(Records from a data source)
____________
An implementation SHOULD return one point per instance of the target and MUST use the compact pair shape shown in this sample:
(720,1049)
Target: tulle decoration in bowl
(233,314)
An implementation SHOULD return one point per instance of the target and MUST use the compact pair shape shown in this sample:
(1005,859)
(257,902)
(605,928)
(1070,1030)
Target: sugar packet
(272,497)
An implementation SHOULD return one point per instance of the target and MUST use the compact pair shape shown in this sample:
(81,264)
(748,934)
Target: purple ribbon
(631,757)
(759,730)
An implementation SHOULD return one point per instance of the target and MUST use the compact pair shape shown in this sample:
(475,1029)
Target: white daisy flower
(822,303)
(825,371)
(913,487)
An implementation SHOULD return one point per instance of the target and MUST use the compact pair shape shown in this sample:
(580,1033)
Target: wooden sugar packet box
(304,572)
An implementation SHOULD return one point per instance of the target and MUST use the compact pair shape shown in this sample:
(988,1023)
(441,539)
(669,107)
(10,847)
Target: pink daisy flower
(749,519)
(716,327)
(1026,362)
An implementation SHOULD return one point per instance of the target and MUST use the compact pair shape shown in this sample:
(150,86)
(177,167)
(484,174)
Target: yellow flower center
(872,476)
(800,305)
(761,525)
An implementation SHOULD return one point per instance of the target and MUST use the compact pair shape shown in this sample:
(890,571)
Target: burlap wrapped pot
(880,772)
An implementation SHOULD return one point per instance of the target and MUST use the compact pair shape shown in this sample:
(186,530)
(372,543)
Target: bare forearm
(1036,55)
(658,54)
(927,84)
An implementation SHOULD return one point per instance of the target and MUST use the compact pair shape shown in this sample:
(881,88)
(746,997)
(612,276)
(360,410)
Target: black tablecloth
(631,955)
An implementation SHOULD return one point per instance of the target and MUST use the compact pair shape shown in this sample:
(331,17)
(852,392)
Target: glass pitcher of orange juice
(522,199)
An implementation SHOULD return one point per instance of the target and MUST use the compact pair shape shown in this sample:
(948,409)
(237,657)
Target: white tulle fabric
____________
§ Activity: All of the data above needs to be transcribed verbatim.

§ Final answer:
An implementation SHOULD return one point per instance of the target and MUST use the compact pair shape shown in this sample:
(720,1049)
Target: tulle decoration in bowl
(233,314)
An implementation SHOULD return one point per instance of the target and MUST use the compact pair shape shown in this sample:
(1005,859)
(257,902)
(605,928)
(1070,1030)
Target: sugar packet
(272,497)
An implementation SHOULD return one point per instance of the target and MUST use the compact pair shape shown in this sample:
(81,264)
(748,934)
Target: purple ribbon
(631,757)
(759,730)
An implementation SHOULD return one point per instance of the target and MUST use the compact pair shape shown in this sample:
(475,1029)
Target: white daisy flower
(822,303)
(825,371)
(913,487)
An implementation SHOULD return one point per instance of the target and MUST use the compact pair shape shown in this sample:
(580,1033)
Target: wooden sugar packet box
(304,572)
An implementation SHOULD return one point per instance of the target and MUST use the compact pair shape shown in this sample:
(988,1023)
(441,539)
(669,107)
(10,847)
Target: pink daisy flower
(749,519)
(716,327)
(1026,362)
An implementation SHOULD return one point per instance of the target and MUST use the compact pair shape shown in this sample:
(150,86)
(177,167)
(484,174)
Target: yellow flower center
(872,476)
(800,305)
(761,525)
An implementation SHOULD return one point per instance of the target and MUST use the compact pair shape shown in this sample:
(890,571)
Target: burlap wrapped pot
(880,772)
An implementation SHOULD return one point per instance of the target and MUST use the compact pair shape shown in this sample:
(186,530)
(372,543)
Target: bare forearm
(1036,55)
(658,54)
(927,84)
An implementation SHOULD return one point per instance of the target and MUST use the compact pair shape shown in this sample:
(881,88)
(746,997)
(612,276)
(360,410)
Target: black tablecloth
(631,955)
An implementation SHOULD return one point per instance of the target and MUST use the compact pair shape shown in this sample:
(331,17)
(852,392)
Target: glass pitcher of orange juice
(522,199)
An implementation SHOULD return one point per instance of the target and MUST use the compact pair shape shown in this sample:
(948,409)
(237,657)
Target: white tulle fabric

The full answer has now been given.